(Location annotation dataset excerpts)
◇ ◇ ◇

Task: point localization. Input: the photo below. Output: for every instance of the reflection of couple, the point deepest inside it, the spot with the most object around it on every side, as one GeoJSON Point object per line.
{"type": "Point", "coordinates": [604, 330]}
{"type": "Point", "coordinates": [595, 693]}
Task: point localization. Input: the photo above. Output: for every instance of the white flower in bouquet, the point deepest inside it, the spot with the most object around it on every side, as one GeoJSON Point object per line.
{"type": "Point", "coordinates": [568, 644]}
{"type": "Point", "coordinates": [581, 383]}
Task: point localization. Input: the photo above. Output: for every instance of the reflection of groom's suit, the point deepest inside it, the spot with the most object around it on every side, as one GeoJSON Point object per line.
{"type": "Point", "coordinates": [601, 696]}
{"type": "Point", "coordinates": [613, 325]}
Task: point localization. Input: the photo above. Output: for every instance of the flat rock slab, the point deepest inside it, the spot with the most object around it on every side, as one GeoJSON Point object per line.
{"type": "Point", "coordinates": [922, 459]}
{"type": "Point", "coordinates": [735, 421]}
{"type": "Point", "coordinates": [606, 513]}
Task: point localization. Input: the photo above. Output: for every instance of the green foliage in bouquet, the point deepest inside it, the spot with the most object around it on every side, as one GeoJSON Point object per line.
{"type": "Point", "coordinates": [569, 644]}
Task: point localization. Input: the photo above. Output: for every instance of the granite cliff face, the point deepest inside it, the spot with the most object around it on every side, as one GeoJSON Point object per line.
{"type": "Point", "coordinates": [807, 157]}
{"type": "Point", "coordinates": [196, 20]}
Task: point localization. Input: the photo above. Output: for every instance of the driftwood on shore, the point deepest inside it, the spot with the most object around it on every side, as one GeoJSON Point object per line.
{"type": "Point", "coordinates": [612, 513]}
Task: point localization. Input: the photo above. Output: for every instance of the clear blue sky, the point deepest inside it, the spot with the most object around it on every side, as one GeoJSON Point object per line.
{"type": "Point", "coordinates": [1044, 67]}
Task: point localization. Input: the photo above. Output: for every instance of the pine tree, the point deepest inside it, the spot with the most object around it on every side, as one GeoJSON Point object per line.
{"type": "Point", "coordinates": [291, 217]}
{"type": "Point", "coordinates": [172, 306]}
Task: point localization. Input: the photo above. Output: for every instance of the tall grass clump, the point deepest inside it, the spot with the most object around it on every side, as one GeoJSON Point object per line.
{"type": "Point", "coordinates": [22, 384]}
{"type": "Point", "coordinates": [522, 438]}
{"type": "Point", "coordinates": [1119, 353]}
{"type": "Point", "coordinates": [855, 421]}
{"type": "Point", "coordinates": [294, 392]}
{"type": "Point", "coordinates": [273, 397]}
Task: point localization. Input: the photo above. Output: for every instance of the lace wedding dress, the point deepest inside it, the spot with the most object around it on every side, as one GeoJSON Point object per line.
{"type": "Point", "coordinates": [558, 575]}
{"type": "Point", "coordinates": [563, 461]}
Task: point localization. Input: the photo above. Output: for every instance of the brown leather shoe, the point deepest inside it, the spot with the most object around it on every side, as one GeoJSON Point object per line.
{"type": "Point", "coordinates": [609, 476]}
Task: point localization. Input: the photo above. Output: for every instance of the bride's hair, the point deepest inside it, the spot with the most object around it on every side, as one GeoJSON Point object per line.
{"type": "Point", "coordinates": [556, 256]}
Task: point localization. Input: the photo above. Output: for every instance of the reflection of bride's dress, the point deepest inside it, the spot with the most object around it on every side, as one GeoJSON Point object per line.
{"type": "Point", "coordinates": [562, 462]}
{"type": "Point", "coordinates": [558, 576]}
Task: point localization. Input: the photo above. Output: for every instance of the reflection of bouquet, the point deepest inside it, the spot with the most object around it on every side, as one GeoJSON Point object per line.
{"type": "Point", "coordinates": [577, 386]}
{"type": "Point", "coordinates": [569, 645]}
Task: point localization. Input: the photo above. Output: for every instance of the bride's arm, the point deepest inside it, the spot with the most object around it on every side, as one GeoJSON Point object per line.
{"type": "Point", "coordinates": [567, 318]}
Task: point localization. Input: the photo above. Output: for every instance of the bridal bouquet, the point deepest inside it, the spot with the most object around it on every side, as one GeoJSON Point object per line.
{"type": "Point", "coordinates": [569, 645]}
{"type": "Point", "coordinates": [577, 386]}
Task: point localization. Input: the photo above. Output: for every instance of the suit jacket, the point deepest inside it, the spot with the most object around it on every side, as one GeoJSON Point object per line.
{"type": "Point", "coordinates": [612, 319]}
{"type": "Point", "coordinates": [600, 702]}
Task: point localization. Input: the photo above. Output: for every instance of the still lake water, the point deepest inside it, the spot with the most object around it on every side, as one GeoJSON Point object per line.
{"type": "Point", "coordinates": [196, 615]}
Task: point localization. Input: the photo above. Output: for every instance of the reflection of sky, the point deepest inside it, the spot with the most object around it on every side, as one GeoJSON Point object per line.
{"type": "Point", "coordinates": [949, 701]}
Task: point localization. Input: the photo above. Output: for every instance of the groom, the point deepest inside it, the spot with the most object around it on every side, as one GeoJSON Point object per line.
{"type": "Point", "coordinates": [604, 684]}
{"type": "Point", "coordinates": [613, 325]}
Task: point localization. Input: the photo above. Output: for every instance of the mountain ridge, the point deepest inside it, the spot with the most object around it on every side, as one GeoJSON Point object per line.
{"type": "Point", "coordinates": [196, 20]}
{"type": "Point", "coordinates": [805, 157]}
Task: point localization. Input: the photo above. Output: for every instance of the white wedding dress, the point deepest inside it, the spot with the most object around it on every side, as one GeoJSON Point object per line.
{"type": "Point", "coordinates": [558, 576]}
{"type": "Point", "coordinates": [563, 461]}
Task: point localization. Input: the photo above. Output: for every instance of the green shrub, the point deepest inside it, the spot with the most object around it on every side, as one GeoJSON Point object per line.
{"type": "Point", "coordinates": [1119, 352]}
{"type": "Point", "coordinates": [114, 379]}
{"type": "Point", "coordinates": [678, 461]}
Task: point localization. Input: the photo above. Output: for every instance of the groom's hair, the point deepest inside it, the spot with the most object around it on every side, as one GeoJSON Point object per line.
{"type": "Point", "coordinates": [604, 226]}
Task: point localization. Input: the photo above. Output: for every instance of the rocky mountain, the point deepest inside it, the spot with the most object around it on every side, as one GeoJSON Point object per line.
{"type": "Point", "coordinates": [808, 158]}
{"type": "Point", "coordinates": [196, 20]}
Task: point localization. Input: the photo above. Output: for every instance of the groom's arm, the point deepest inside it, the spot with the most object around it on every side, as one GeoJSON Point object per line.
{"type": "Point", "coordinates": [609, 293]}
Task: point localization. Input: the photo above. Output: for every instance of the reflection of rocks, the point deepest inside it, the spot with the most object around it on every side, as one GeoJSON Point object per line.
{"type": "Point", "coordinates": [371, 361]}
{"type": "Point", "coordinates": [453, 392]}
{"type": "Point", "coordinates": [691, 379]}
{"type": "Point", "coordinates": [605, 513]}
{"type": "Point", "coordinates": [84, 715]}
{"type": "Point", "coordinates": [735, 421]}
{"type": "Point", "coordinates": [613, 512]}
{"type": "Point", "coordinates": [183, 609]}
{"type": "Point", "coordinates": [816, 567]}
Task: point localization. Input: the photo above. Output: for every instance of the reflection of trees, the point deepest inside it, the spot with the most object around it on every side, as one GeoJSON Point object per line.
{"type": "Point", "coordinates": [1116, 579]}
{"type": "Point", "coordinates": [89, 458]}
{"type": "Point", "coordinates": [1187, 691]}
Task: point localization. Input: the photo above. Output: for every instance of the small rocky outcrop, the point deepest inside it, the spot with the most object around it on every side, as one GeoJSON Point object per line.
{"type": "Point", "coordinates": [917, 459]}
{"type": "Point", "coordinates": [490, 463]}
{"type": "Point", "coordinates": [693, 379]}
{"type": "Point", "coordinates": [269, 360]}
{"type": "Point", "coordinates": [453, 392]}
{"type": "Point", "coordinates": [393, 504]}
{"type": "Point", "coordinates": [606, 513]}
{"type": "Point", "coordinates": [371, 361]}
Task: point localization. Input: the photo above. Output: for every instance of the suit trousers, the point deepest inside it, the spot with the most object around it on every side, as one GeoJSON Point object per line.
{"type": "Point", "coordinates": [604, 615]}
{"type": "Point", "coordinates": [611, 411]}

◇ ◇ ◇

Repeat precisely the lines of the data starting at the one containing "of rocks, the", last line included.

» **Full answer**:
Task: point localization. Input: the photo above. Output: for every instance of the reflection of rocks, the point deepest inside it, the spot with the most object around it on every side, as one GeoJSON Point object per line.
{"type": "Point", "coordinates": [371, 361]}
{"type": "Point", "coordinates": [453, 392]}
{"type": "Point", "coordinates": [691, 379]}
{"type": "Point", "coordinates": [605, 513]}
{"type": "Point", "coordinates": [84, 715]}
{"type": "Point", "coordinates": [735, 421]}
{"type": "Point", "coordinates": [613, 512]}
{"type": "Point", "coordinates": [183, 609]}
{"type": "Point", "coordinates": [816, 567]}
Task: point localization. Input: the photo above. Output: for every instance of the reflection of trees, the point deepest inside it, the spot with the most object around it on every side, as one GeoJSON Point object per line.
{"type": "Point", "coordinates": [1116, 579]}
{"type": "Point", "coordinates": [89, 458]}
{"type": "Point", "coordinates": [1187, 691]}
Task: point localization. Input: the photo above. Output: for every instance of the small rocky outcrop, the point deepest inside it, the spot with the most object around it on every side, as one GeoJSON Point object per line.
{"type": "Point", "coordinates": [917, 459]}
{"type": "Point", "coordinates": [490, 463]}
{"type": "Point", "coordinates": [693, 379]}
{"type": "Point", "coordinates": [269, 360]}
{"type": "Point", "coordinates": [453, 392]}
{"type": "Point", "coordinates": [393, 504]}
{"type": "Point", "coordinates": [606, 513]}
{"type": "Point", "coordinates": [371, 361]}
Task: point localization. Input: the photo above. Output: for every instance of the suit trousers, the point deepest inside it, the spot with the most object around it on every side, as one GeoJSON Point object per line.
{"type": "Point", "coordinates": [604, 615]}
{"type": "Point", "coordinates": [611, 411]}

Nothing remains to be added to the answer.